FRAGMENTO DEL DOCUMENTO
┄┄┄┄┄┄┄┄┄┄

No haremos una historia de todos los soñadores, artistas e ingenieros que figuran en la prehistoria de la aviación; nos hemos conformado con citar a algunos de los que vieron en Dédalo -y en el mundo clásico- el núcleo de todo conocimiento, los hombros sobre los que elevarse para mejorar, desentendiéndose, eso sí, del destino de Ícaro. Sin embargo, el fin trágico del hijo es el verdadero protagonista del mito, y no el ingenio dedálico. Si la verdad es un cielo abierto, Ícaro, en su propio asalto a los cielos, es la elevación, el idealismo frente a la necedad de Narciso, su opuesto, que sólo mira hacia abajo, hacia su propio reflejo en el agua. Como contrapartida, es el deseo que comporta la tristeza suprema del que lucha por lo máximo y resulta derrotado.

"¡Oh, obra bendita de un espíritu glorioso, 

que obtienes una ganancia tan grande de un daño tan pequeño!,

¡Oh, bendita desgracia, llena de tanta ventaja

que da a los vencidos un porvenir victorioso!

...

El cielo fue su deseo, la mar su sepultura.

¿Hay más bello designio o tumba más fértil?"

(Philippe Desportes, 1546-1606, Icare)

┄┄┄┄┄┄┄┄┄┄

MATERIAL DE TRABAJO
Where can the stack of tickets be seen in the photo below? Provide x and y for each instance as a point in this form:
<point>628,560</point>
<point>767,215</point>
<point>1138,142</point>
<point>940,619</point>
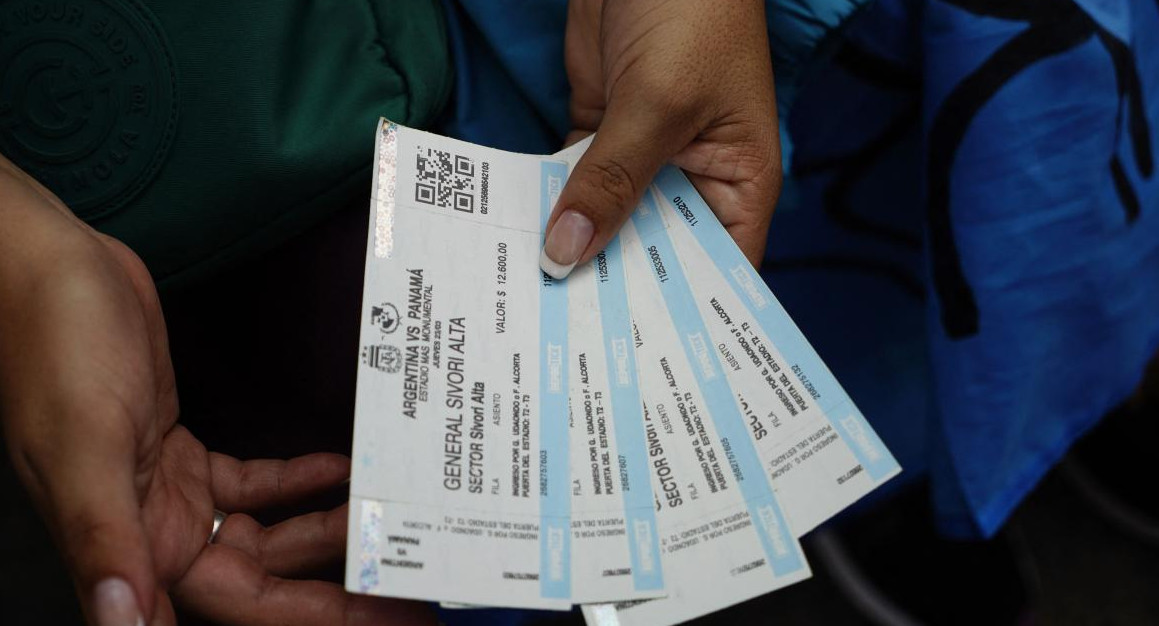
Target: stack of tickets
<point>648,437</point>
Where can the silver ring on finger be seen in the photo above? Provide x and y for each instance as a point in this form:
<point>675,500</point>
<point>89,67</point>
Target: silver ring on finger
<point>218,519</point>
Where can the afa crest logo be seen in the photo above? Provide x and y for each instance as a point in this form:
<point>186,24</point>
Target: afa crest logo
<point>383,357</point>
<point>385,317</point>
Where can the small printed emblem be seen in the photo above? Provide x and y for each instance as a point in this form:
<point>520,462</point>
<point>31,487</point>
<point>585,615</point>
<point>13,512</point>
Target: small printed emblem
<point>88,97</point>
<point>383,357</point>
<point>385,317</point>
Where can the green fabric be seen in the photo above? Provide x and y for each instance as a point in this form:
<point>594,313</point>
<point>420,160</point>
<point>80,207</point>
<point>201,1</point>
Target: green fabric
<point>254,118</point>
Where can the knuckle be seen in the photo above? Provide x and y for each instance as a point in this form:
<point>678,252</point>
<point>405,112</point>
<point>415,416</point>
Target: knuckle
<point>607,186</point>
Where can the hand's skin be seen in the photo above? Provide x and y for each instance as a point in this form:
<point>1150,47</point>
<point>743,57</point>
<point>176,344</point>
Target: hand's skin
<point>687,81</point>
<point>88,407</point>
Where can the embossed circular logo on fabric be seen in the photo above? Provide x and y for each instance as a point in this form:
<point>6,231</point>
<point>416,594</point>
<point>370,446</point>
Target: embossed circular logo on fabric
<point>88,97</point>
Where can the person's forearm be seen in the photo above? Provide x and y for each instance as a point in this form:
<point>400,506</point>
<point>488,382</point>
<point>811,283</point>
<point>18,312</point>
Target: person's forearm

┄┄┄┄┄┄┄┄┄┄

QUÉ HARÁS
A: Copia literalmente el pasaje sobre el mito de Ícaro desde "que obtienes una" hasta "(Philippe Desportes, 1546-1606, Icare)", ambos incluidos.
B: En los registros, toma las líneas que van desde la que contiene "Where can the embossed" hasta el final, ambas incluidas, y reescríbelas cambiando "forearm" por "wrist" sin alterar nada más. Entrega solo esas líneas.

SOLUCIONES DEL EJERCICIO
A:
que obtienes una ganancia tan grande de un daño tan pequeño!,

¡Oh, bendita desgracia, llena de tanta ventaja

que da a los vencidos un porvenir victorioso!

...

El cielo fue su deseo, la mar su sepultura.

¿Hay más bello designio o tumba más fértil?"

(Philippe Desportes, 1546-1606, Icare)

B:
Where can the embossed circular logo on fabric be seen in the photo above? Provide x and y for each instance as a point in this form:
<point>6,231</point>
<point>416,594</point>
<point>370,446</point>
Target: embossed circular logo on fabric
<point>88,97</point>
Where can the person's wrist be seen in the photo above? Provide x and y for each instance as a point in this form:
<point>400,506</point>
<point>488,382</point>
<point>811,283</point>
<point>18,312</point>
Target: person's wrist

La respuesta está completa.